→ **WHAT YOU ARE ASKED TO DO**
After finding the line with "column 611, row 765" in the data below, set down exactly each line through the one with "column 634, row 464", inclusive, and stop there.

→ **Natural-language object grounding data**
━━━━━━━━
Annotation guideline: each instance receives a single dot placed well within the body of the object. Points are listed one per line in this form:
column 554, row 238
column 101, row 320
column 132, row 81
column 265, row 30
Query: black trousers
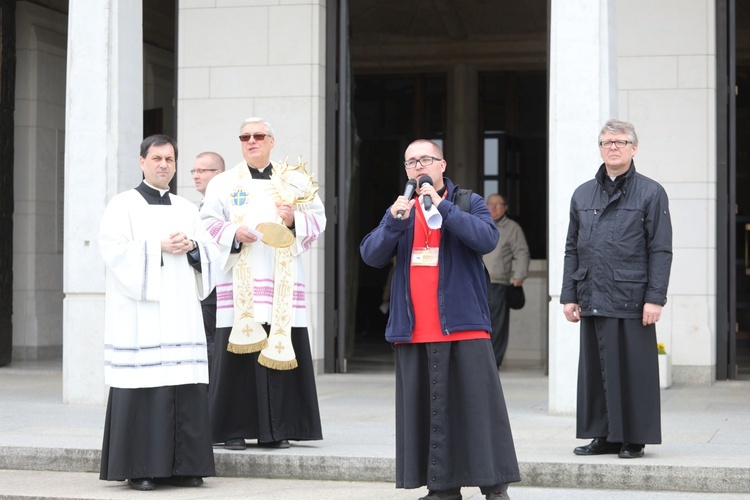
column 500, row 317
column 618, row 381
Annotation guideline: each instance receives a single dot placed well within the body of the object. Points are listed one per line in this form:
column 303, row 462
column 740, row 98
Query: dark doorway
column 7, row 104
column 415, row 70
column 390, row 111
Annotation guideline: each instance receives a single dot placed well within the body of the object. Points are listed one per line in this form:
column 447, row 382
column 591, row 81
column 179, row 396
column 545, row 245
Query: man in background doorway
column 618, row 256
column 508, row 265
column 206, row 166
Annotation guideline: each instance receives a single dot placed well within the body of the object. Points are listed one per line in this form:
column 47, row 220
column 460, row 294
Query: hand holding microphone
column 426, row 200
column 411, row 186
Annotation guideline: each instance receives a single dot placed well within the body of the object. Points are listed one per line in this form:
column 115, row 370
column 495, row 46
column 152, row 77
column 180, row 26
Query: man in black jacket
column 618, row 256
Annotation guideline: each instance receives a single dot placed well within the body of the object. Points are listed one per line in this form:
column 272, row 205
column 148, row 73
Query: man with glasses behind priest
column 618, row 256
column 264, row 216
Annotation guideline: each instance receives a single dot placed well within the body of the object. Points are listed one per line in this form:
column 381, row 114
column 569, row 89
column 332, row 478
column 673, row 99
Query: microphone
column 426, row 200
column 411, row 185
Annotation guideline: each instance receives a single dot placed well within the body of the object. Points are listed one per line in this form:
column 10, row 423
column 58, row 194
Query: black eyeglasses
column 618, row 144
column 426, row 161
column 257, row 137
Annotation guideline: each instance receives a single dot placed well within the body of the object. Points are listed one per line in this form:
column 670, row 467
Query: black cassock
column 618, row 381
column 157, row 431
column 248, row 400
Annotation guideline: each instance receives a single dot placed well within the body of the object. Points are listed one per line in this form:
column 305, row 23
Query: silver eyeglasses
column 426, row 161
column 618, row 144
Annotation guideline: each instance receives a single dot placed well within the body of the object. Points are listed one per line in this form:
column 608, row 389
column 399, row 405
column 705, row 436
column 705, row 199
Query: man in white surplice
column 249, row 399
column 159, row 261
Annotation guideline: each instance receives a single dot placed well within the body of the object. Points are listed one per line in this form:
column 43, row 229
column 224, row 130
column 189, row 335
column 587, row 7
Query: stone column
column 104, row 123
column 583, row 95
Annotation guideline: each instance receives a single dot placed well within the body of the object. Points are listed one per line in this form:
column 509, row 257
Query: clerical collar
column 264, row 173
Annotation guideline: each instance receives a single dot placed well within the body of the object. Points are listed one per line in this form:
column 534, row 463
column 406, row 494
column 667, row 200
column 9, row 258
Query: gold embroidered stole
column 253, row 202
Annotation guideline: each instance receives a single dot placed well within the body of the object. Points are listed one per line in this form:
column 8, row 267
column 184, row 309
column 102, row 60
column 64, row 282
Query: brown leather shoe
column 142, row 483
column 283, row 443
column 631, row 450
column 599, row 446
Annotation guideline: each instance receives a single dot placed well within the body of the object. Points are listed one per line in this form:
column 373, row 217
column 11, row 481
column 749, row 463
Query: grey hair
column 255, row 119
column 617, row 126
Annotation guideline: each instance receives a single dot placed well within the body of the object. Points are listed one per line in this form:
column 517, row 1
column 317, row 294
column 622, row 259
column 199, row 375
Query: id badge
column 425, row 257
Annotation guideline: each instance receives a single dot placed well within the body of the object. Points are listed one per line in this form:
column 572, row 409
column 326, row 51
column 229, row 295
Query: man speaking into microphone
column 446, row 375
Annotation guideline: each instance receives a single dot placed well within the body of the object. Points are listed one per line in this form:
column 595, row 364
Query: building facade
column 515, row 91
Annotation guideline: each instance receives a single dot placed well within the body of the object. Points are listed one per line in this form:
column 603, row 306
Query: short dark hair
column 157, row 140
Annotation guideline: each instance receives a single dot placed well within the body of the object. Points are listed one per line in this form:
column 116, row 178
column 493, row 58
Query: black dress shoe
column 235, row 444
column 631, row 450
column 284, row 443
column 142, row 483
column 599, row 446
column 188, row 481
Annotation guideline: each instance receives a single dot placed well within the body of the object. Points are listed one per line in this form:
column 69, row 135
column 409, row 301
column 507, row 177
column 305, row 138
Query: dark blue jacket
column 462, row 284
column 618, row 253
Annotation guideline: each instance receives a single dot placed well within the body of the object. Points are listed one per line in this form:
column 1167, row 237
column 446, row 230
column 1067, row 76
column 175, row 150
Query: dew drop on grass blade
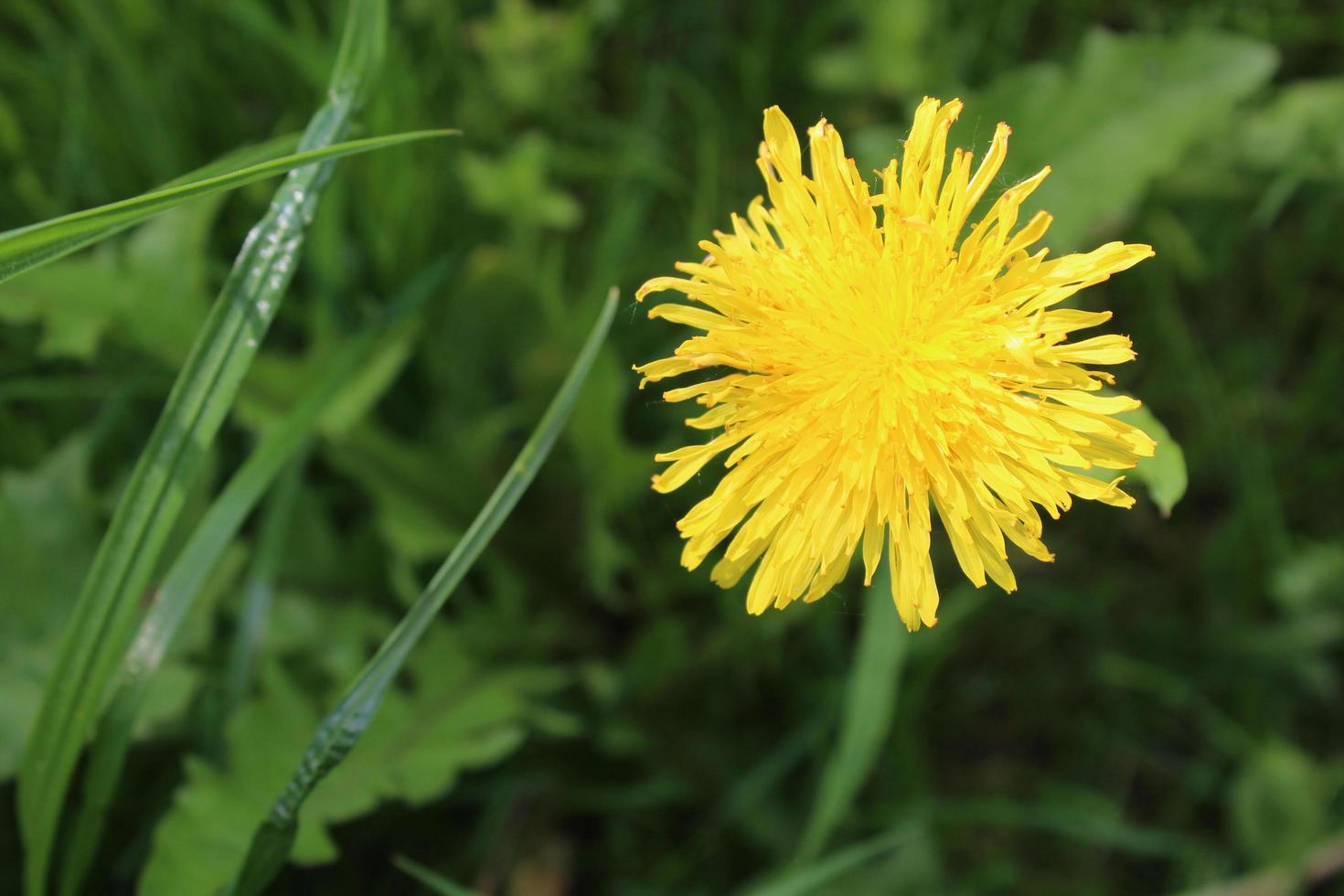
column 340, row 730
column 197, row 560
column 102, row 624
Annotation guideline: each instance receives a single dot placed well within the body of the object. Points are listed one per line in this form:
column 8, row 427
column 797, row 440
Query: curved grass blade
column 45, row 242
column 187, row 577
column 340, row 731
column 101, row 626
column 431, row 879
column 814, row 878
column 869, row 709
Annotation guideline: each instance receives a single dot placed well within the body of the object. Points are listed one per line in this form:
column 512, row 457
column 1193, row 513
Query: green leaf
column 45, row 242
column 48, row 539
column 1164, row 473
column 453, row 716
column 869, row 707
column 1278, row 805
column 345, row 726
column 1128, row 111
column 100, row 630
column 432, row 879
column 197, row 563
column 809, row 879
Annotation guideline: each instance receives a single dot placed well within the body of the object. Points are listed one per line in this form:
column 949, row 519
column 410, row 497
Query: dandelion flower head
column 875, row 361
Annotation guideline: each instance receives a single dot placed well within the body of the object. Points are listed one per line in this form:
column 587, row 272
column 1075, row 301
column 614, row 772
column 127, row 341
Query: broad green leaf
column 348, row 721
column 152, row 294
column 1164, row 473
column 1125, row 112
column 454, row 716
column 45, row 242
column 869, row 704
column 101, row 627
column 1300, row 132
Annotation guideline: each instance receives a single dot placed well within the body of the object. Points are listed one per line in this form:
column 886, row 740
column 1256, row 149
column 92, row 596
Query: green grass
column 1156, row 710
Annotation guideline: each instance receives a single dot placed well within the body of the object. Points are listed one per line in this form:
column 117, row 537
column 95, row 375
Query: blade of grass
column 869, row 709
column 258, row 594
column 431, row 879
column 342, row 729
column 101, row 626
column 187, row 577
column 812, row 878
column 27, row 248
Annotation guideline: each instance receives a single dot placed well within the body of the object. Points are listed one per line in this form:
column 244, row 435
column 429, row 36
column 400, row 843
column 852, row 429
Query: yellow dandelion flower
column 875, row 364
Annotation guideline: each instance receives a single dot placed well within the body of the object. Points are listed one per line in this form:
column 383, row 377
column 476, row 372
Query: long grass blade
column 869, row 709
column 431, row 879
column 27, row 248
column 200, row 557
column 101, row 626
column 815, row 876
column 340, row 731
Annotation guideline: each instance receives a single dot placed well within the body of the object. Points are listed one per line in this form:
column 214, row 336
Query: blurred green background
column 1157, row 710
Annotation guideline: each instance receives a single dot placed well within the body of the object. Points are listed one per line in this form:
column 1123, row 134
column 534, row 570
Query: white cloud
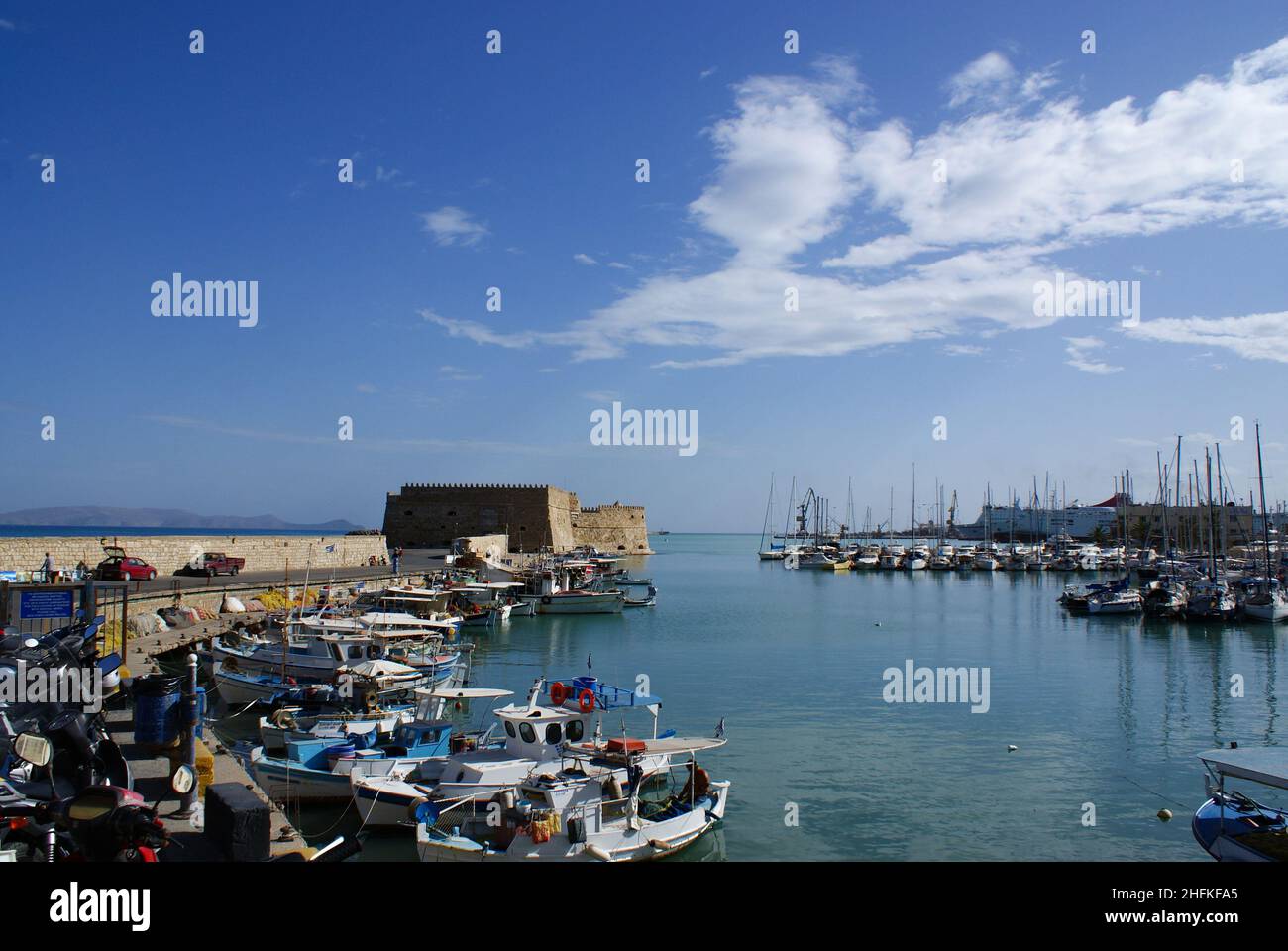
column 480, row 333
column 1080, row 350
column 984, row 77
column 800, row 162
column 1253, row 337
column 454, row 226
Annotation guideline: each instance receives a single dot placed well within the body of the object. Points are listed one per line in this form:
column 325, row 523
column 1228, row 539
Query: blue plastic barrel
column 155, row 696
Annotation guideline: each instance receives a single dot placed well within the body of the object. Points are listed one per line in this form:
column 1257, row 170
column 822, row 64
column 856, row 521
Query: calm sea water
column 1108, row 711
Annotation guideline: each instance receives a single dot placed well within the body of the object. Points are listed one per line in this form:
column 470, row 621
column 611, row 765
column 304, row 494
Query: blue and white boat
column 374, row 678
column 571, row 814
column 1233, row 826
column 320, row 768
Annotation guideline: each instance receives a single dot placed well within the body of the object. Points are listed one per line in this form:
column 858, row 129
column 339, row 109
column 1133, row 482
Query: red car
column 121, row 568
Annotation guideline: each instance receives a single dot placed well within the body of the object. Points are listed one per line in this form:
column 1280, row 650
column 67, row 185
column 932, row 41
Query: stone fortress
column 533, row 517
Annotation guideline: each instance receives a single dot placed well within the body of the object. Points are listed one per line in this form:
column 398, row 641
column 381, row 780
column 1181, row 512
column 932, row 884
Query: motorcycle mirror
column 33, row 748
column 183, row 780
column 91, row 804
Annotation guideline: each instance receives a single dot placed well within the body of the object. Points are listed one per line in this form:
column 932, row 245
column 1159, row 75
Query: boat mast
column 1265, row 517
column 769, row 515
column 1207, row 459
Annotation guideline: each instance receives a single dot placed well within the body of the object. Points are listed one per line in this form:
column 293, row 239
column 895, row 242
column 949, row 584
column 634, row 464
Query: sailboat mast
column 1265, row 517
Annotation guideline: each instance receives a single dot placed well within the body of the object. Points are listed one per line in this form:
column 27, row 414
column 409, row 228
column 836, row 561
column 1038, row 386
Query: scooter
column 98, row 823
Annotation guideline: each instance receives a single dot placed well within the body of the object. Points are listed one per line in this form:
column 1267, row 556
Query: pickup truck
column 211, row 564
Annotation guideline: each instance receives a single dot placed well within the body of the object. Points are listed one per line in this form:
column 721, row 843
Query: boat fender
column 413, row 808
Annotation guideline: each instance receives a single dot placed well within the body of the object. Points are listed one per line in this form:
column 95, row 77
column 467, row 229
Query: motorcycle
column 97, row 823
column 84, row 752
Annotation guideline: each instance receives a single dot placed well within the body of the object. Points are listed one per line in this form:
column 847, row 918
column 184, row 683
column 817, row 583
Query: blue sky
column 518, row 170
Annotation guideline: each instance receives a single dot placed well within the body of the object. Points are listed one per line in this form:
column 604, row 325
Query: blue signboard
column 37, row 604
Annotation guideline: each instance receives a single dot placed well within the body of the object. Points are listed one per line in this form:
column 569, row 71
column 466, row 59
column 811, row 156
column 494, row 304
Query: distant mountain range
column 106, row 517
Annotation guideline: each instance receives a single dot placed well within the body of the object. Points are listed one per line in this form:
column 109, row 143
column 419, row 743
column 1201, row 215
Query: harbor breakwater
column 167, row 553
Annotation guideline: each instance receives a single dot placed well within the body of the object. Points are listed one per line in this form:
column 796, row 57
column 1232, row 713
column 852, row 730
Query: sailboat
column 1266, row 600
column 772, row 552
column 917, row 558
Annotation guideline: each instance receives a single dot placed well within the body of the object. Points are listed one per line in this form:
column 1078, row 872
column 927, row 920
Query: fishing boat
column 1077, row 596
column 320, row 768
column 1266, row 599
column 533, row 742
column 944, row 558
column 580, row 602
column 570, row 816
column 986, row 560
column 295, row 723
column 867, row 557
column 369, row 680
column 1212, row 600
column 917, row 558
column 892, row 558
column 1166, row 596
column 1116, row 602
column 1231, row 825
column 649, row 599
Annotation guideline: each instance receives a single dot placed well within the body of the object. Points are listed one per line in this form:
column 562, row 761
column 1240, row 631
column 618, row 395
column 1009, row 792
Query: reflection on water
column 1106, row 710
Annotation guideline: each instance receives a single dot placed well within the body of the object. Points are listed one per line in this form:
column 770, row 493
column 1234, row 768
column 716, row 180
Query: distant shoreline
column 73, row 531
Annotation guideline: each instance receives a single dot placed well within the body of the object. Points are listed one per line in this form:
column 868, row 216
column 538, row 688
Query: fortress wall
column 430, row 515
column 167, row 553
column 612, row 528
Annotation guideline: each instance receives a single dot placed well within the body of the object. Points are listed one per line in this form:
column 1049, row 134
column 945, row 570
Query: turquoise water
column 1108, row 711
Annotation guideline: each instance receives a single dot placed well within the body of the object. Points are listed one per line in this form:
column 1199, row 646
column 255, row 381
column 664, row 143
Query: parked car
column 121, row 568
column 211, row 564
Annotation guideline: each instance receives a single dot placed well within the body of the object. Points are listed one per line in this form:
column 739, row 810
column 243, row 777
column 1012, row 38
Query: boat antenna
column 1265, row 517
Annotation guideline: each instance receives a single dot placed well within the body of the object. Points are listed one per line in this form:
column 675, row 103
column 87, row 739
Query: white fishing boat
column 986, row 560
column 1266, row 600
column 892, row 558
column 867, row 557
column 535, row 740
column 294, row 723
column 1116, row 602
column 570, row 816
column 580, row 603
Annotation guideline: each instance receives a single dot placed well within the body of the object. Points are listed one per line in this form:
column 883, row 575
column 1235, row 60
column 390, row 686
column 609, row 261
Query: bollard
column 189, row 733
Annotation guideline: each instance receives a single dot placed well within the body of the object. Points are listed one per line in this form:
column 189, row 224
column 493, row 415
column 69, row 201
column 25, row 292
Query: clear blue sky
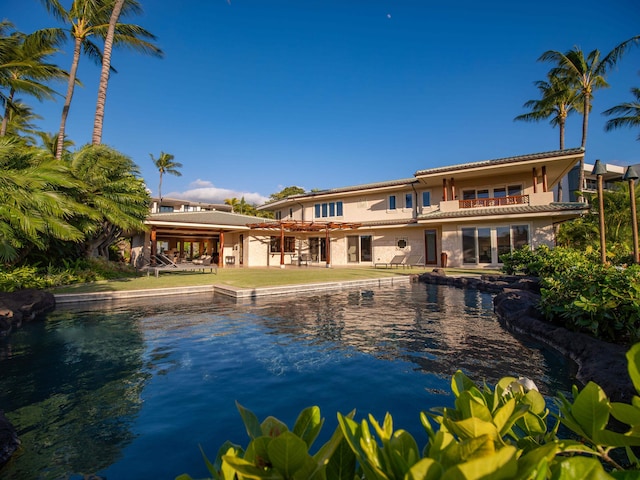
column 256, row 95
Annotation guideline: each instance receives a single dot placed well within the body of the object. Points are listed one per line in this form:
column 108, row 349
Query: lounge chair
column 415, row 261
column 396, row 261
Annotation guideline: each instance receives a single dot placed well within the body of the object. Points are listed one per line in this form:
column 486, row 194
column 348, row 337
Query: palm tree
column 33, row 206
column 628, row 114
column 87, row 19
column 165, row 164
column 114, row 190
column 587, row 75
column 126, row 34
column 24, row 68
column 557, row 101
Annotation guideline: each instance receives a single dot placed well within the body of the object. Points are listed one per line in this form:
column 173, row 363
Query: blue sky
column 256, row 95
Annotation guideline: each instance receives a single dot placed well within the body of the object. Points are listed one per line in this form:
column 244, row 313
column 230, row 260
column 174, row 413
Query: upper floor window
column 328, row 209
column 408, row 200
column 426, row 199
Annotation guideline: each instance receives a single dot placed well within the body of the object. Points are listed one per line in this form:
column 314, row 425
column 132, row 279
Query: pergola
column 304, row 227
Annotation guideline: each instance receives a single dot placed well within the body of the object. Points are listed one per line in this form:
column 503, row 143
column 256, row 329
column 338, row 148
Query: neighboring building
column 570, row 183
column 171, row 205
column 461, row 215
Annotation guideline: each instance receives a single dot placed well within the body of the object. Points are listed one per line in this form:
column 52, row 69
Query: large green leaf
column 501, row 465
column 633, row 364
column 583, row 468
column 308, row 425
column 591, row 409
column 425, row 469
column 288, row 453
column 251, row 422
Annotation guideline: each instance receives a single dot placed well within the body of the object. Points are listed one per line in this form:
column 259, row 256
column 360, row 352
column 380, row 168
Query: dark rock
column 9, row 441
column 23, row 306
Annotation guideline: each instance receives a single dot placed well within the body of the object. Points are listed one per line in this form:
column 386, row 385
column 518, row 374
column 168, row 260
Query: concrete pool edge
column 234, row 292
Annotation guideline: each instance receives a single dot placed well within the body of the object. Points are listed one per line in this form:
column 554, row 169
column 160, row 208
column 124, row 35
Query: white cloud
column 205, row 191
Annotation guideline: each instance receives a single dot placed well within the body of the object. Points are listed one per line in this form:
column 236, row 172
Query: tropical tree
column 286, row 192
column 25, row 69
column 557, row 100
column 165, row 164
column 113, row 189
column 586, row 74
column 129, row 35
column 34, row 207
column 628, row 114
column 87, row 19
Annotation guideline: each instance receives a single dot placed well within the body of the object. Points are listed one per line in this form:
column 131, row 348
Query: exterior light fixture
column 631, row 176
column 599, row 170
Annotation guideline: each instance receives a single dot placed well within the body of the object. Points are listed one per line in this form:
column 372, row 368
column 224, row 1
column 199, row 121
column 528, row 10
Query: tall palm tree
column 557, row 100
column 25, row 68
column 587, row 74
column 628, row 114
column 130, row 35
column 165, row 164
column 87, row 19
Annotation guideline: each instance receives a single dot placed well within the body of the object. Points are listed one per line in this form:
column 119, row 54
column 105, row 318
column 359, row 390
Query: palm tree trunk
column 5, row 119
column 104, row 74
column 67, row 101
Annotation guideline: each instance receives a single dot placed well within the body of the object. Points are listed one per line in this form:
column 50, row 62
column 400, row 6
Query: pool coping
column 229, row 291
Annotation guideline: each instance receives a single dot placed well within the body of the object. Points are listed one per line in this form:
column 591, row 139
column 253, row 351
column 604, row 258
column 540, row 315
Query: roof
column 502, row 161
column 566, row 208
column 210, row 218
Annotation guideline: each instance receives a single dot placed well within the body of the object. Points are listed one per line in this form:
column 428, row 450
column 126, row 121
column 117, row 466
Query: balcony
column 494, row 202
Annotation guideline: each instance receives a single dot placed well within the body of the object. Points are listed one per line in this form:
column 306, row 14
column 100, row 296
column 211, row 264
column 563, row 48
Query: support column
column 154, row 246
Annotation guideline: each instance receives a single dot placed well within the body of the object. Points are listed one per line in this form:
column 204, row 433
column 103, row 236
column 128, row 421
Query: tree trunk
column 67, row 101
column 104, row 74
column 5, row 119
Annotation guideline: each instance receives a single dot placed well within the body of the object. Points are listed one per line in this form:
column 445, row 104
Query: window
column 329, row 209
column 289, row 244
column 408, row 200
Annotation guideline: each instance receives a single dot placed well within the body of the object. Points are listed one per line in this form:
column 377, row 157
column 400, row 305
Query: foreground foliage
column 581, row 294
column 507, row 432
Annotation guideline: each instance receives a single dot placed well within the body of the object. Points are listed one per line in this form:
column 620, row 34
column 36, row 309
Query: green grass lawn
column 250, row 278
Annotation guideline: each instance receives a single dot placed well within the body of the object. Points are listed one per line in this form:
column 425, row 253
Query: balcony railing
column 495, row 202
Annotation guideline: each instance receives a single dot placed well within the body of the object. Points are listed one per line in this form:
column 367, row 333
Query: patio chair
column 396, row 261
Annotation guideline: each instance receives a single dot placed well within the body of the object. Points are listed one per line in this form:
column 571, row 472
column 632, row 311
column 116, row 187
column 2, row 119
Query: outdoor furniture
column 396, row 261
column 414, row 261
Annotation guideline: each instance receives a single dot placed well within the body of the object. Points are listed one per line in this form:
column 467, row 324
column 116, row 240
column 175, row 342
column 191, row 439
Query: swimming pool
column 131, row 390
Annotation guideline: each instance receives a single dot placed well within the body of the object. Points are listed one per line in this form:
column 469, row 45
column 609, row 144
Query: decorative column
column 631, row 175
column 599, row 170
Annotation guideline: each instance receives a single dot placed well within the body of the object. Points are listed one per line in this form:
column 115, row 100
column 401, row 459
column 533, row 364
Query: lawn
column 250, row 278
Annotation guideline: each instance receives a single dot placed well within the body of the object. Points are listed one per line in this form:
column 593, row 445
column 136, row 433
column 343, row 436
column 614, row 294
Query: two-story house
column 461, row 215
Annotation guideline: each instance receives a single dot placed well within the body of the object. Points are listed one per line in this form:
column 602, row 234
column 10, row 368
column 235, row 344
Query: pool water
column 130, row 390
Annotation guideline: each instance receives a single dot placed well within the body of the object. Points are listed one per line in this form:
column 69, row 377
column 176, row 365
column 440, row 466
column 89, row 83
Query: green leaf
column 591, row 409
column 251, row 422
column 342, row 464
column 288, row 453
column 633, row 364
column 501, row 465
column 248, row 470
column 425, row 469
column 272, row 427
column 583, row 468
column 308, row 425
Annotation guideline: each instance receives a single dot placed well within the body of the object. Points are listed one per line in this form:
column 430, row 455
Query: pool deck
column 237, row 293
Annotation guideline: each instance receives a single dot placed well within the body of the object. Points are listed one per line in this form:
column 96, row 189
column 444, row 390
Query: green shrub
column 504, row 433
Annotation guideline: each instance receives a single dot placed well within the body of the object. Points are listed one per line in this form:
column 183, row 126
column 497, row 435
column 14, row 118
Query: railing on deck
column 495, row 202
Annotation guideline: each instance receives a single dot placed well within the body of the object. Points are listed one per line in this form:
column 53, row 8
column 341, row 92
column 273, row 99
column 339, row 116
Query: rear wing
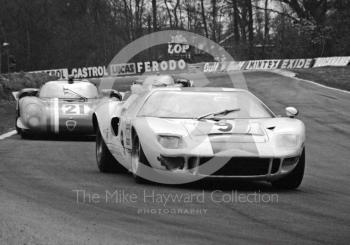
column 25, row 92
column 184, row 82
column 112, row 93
━━━━━━━━
→ **WRITTEN SOLUTION**
column 611, row 765
column 304, row 494
Query: blue and white boat
column 374, row 678
column 571, row 814
column 1233, row 826
column 320, row 768
Annotation guideline: each instance receives a single dot placed well within the body of the object. Points are listed one per line in this form:
column 858, row 129
column 339, row 109
column 1133, row 482
Query: red car
column 121, row 568
Annotation guideline: each instance receives a single dot placed well within the body of the object. Points are listed one per line in this form:
column 1280, row 650
column 67, row 185
column 932, row 41
Query: stone fortress
column 533, row 517
Annotation guideline: each instance receives a single dot placed well within the body of the object. Points are listed one per line in this form:
column 398, row 641
column 381, row 780
column 1181, row 512
column 932, row 884
Query: motorcycle mirror
column 33, row 748
column 183, row 780
column 91, row 804
Annotation guideline: each instance receives a single dot placed well within the body of the object. Points are listed one per line in this form:
column 932, row 245
column 1159, row 75
Query: boat mast
column 1265, row 517
column 769, row 515
column 1207, row 459
Annotation guideline: each instance receives a single dot placed well within the body of the object. Points are listed one per line in this form:
column 293, row 239
column 895, row 242
column 949, row 584
column 634, row 464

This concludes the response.